[REQUIRED TASK]:
Put the lines below into a Markdown table with two columns, Row and Line. Number each line in Row and skip any blank ones.

[TASK DATA]:
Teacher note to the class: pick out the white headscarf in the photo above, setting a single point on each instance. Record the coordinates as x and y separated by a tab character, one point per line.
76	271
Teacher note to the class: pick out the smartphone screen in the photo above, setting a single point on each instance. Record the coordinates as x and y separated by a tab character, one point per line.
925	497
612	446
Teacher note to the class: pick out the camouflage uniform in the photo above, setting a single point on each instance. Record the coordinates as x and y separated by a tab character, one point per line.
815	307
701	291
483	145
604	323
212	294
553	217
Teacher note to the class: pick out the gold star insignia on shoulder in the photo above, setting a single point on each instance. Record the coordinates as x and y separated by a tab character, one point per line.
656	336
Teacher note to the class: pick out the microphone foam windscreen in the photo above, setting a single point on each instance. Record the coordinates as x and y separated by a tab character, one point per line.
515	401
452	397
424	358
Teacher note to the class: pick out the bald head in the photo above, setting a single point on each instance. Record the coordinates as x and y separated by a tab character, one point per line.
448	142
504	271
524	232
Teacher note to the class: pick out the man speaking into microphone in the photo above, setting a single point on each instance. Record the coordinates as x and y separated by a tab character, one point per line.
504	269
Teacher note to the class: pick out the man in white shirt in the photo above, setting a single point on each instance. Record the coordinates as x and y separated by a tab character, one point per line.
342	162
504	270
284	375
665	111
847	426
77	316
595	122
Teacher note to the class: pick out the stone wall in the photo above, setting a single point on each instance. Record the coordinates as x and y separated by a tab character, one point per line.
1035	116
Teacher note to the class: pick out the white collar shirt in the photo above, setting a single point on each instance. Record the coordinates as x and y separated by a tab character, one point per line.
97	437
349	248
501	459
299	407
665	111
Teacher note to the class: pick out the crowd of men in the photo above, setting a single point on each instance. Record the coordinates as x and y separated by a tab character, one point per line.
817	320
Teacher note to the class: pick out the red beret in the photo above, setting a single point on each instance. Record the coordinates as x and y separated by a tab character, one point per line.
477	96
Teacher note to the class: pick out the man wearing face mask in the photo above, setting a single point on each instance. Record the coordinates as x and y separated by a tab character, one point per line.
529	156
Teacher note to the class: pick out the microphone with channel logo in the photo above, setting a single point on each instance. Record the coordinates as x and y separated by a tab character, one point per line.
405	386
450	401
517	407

[RESPONSE TO THIS TASK]:
| Row | Line |
|---|---|
| 1 | Teacher note to the class: pick out the white headscarf in the photo above, setting a single point on each instance. Record the coordinates as x and y separated by a tab character, one point per line. |
| 2 | 76	271 |
| 3 | Teacher note to the class: pick out the smartphone screen in the photo above, setting a single point on each instance. Record the coordinates as x and y separated by a tab character, one point per line. |
| 4 | 925	497 |
| 5 | 612	446 |
| 6 | Teacher note to the class: pick out the camouflage uniform in the photo above, setting a single point on each instance. Record the coordinates as x and y separated by a tab character, one point per line. |
| 7 | 815	307 |
| 8 | 701	291 |
| 9 | 483	145 |
| 10 | 604	323 |
| 11 | 212	294 |
| 12 | 553	217 |
| 13 | Teacher note to the class: pick out the gold star insignia on shoulder in the photo above, setting a single point on each instance. Record the coordinates as x and y separated by a tab character, one point per line. |
| 14 | 656	336 |
| 15 | Teacher note to the class: pick out the microphone foam windscreen in the photo above, setting a single point on each instance. Record the coordinates as x and y separated by a tab character, one point per line. |
| 16 | 515	401 |
| 17 | 452	397 |
| 18 | 424	358 |
| 19 | Teacher note to the class: pick out the bald head in the photo above, setting a single point on each instance. Record the coordinates as x and y separated by a tab character, one point per line. |
| 20 | 448	142 |
| 21 | 504	271 |
| 22 | 524	232 |
| 23 | Teacher note to the class: pick out the man speaking into microphone in the photo above, setting a single point on each instance. Record the coordinates as x and y separated by a tab character, one point per line. |
| 24 | 504	269 |
| 25 | Teacher note to the class: pick out the man in white shirt in the photo above, setting a single point on each instance. Record the coordinates as x and y separated by a tab character, one point per line. |
| 26 | 342	162 |
| 27 | 504	270 |
| 28 | 284	375 |
| 29 | 665	111 |
| 30 | 847	426 |
| 31 | 77	316 |
| 32 | 595	122 |
| 33 | Teacher note to the class: pick out the stone wall in the photo above, setting a single point on each instance. Record the coordinates as x and y separated by a tab character, one point per line. |
| 34 | 1035	116 |
| 35 | Teacher note to the class: pick out the white collar shirt in the photo above, setting a single point on each instance. Record the coordinates as x and y separated by a tab character, one point per line. |
| 36 | 97	437 |
| 37 | 349	248 |
| 38 | 501	459 |
| 39 | 299	407 |
| 40 | 665	111 |
| 41 | Teacher note to the class: pick out the crowd of men in the photo above, setting a single point on each instance. Record the coordinates as x and y separated by a tab character, one point per line. |
| 42 | 817	320 |
| 43 | Teacher note to the class: pick out the red beret in the photo above, setting a single point on each instance. Record the coordinates as x and y separated by a tab character, one point per line. |
| 44 | 477	96 |
| 45 | Teacher note to the class: pick out the man wearing face mask in the photo above, setting a single point on each instance. Record the coordinates as x and y separated by a tab character, one point per line. |
| 46 | 529	156 |
| 47 | Teacher note to the class: pick out the microphone with channel logo in the photo above, setting a single point on each instance. Record the coordinates as x and y separated by a tab character, one point per line. |
| 48 | 405	386 |
| 49 | 450	401 |
| 50 | 517	407 |